[EXERCISE DIRECTIONS]: Keep only the lines from the start of the data through the line containing "Target: <item>shadow on ground</item>", and output them exactly.

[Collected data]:
┌──

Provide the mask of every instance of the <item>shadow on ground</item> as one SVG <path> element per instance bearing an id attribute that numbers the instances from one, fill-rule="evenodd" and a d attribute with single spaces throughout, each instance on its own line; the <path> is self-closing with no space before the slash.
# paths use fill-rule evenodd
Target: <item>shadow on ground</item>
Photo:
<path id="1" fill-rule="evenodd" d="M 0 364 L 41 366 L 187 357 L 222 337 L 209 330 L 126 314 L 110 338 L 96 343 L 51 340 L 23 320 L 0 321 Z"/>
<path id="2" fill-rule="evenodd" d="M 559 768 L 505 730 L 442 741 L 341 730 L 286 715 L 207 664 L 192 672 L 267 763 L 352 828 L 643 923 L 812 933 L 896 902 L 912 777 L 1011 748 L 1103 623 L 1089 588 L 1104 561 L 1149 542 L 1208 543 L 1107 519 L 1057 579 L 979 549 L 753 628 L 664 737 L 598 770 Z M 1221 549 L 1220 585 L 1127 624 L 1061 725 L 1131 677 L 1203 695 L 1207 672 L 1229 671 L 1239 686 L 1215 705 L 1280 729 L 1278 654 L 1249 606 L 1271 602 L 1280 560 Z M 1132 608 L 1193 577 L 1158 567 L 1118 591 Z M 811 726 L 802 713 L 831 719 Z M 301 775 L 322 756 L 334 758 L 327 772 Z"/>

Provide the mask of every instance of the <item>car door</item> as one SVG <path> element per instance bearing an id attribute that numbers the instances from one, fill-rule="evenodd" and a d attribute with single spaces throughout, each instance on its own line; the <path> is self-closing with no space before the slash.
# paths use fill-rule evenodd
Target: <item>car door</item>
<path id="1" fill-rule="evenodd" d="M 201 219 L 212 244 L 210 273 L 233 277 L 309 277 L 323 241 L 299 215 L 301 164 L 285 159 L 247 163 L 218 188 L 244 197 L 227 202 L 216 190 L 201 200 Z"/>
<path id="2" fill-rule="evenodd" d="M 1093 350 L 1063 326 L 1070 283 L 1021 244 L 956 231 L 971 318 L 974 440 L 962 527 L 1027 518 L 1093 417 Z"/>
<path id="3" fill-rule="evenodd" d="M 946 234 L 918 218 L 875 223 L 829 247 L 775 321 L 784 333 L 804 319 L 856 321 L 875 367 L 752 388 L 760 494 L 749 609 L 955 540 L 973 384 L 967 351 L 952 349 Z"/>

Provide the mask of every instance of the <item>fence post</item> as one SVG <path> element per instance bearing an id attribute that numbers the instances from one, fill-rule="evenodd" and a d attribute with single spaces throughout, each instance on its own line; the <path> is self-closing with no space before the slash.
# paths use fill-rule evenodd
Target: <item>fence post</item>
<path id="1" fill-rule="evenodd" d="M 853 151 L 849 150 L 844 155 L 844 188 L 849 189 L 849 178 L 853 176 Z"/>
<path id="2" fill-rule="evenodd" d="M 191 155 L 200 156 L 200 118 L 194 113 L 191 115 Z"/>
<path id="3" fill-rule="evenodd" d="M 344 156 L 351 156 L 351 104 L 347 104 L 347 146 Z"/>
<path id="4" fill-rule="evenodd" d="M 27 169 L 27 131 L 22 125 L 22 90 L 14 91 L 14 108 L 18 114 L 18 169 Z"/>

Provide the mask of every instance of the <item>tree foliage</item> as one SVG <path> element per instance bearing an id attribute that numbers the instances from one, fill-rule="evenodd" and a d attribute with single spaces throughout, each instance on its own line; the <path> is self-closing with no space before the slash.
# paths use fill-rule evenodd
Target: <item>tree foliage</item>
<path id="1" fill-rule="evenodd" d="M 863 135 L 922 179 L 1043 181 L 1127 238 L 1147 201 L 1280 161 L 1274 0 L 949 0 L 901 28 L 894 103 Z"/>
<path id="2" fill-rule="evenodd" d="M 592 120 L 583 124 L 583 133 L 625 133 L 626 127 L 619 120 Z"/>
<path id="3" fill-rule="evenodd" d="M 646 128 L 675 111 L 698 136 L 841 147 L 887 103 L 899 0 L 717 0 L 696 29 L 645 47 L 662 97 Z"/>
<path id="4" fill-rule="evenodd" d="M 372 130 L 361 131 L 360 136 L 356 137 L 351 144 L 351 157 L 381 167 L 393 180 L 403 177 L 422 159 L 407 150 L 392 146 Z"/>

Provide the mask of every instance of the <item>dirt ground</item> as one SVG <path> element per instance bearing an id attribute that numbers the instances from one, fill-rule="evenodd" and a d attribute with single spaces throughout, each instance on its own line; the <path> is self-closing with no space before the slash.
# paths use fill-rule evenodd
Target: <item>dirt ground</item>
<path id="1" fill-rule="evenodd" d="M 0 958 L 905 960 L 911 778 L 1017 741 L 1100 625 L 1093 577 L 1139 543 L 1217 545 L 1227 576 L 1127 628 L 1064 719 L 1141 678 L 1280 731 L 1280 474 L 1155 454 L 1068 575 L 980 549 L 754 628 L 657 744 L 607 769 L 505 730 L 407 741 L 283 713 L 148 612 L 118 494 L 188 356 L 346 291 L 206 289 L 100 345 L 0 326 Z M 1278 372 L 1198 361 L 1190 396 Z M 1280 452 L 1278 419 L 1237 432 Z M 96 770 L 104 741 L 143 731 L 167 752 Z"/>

└──

[TASK RESPONSE]:
Provide the mask of every instance of the <item>shadow on ground</item> as one SVG <path> element per instance bearing an id attribute that numbers the instances from one, fill-rule="evenodd" and a d attribute with single spaces throughout, each instance on its own line; the <path> is self-closing with no space before the slash.
# paths use fill-rule evenodd
Target: <item>shadow on ground</item>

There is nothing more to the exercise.